Daichendt points out that a small restaurant would be able to gauge traffic trends and make decisions on supply ordering and the number of employees needed for a particular time of day.

“AI is going to provide general businesses data mining,” he says. “Instead of having to go through spreadsheets and reams of data and databases, you will simply be able to ask a question and AI will sort through all of your available data sources and give you the answer.”

Justin White, co-owner and CEO of Advanced Technology Partners in Austintown, says it’s important to ask AI the right questions in order to garner the information you are seeking.

Justin White

“You can’t just broadly ask AI a question and expect it to interpret things from emotion or facial expression,” White says. “The way we interact with AI is going to be more challenging than interacting with a human being.”

For example, there are concerns with bots and some AI programs that search the Internet for proprietary information that a business does not want out in the public.

With some AI products, you don’t know where your data is going, White says. For that reason, he is a big fan of Microsoft Copilot, a recent launch that allows businesses to use AI in conjunction with their Microsoft 365 products. White says he visited the company headquarters in Atlanta around the time of the launch and was impressed by the scope of the investment and the commitment.

“They focus on what they call ethical AI, understanding the importance of security and data leakage. They don’t want data you imput into their product in the wrong hands, which could easily happen in some of these free, mass-produced versions,” White says.

● To do:
1/ Update the article on businesses using AI, starting at "For example, there" and ending at "in the public.", so that "proprietary information" reads "confidential information".
2/ Extend the article on businesses using AI past its final sentence.

(Stored records)
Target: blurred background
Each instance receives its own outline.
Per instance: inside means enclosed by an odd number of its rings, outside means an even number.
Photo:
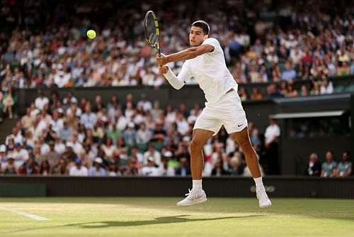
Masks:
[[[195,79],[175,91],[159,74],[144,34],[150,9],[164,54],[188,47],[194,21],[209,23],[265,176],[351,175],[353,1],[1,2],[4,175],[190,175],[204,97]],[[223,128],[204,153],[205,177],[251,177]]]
--
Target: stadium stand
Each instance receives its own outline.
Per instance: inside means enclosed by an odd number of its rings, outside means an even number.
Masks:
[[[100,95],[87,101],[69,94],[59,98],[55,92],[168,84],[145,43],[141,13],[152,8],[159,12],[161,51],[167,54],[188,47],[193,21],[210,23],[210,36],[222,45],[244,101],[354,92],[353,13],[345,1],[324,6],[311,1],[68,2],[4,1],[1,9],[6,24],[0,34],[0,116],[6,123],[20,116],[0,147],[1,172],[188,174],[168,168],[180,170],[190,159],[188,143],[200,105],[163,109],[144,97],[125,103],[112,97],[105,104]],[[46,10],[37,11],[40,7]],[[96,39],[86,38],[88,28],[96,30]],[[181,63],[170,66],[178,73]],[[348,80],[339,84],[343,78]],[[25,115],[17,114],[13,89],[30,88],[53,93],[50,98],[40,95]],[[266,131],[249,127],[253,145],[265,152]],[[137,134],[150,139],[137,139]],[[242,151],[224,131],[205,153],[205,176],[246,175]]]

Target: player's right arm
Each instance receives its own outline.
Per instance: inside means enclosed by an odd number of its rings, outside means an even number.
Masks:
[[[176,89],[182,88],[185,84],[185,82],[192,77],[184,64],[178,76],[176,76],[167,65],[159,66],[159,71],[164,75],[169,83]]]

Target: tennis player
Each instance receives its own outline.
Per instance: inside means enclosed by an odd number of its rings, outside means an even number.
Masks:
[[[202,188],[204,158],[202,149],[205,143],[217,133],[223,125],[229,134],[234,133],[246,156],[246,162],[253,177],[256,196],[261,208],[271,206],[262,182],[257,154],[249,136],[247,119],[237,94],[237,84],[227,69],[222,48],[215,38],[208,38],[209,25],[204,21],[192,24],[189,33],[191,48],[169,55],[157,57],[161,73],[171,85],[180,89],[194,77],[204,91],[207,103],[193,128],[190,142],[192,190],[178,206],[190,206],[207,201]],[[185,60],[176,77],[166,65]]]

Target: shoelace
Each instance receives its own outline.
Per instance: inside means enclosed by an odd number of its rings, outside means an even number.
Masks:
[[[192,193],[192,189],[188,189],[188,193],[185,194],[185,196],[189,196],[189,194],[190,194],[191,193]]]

● Answer list:
1/
For example, there are concerns with bots and some AI programs that search the Internet for confidential information that a business does not want out in the public.

2/
Microsoft Copilot programs can provide a summary of a meeting recorded in Microsoft Teams, build diagrams with data in Microsoft Excel and better manage vast amounts of emails in Microsoft Outlook.

“I’m not sure it’s a mature enough product for everyone to be ready to adapt it,” White says. “But I do think that in the long term, this product will work out the kinks and become a very important product day-to-day.”

Jason Wurst

AI is also helping with cybersecurity issues. With AI security programs, Hancher says instead of looking for the telltale virus signatures of the past, AI can spot programs attempting to do nefarious things in the background.

“We have the ability through AI to respond to threats in real time,” says Jason Wurst, vice president of Tele-Solutions Inc. “So there are some benefits to AI that we’re already utilizing. All of our customers are already on next generation antivirus. It’s scary, but we’re using it for good, too.”

Will AI enable security experts to react instantaneously as bad actors develop new ways to use AI for their illegal purposes?

Daichendt cannot say just yet, but notes that the promise for such speedy reaction is there.

Still, some see AI as the Wild West, full of lurking dangers.

“There is a whole new threat landscape out there with AI – the ability to fake things that seem legitimate, whether that be content or social engineering kinds of things,” Wurst says.

Bill Hancher

Additionally, Hancher points out there are always concerns about plagiarizing content when using programs such as Chat GPT.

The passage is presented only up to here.